I have a question for the XSL-FO scholars out there. Given the following
FO snippet:
    <fo:block>Lorem ipsum dolor <fo:inline id="outer"
      border="1pt solid red"><fo:inline id="inner"
        font-size="30pt">sit</fo:inline></fo:inline> amet</fo:block>

how tall is the border supposed to be?

Section 4.6, “Inline-areas”, states that “An inline-area with
inline-area children has a content-rectangle which extends from its
dominant baseline by its text-depth in the block-progression-direction,
and in the opposite direction by its text-altitude”.

In the case of the outer inline-area, text-altitude and text-depth are
taken from the font metrics and amount to 11100mpt. So the
border-rectangle is 11.1pt high.

The inner inline-area has a font-size of 30pt, which makes its
content-rectangle 27750mpt high, which largely overflows the
border-rectangle of the outer inline-area.

Have I missed anything, or is this behaviour utterly counter-intuitive?

Note that the height of the inner inline-area still is taken into
account when building lines; this is explained in details in section
4.5, “Line-areas” but, basically, when the inline-stacking-strategy is
left to its default value, the maximum-line-rectangle is used and
determined according to the content-rectangles of /all/ the inline-areas
stacked within the line-area.

--------------------

### EXERCISE TASKS
A: In the XSL-FO post, rewrite the paragraph beginning "Note that the height of the inner inline-area" more briefly, keeping its main facts.
B: Edit the XSL-FO post by reproducing everything from "In the case" down to "is 11.1pt high.", replacing "font metrics" with "metrics of the font".

### DATASET SECTION
--------------------

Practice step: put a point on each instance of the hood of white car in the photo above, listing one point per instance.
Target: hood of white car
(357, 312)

--------------------

### THE SOLUTIONS
A: The inner inline-area's height still counts when lines are built. Section 4.5, "Line-areas," explains this in detail. With the inline-stacking-strategy left at its default, the maximum-line-rectangle is used. It is determined by the content-rectangles of all inline-areas stacked within the line-area.

B:
In the case of the outer inline-area, text-altitude and text-depth are
taken from the metrics of the font and amount to 11100mpt. So the
border-rectangle is 11.1pt high.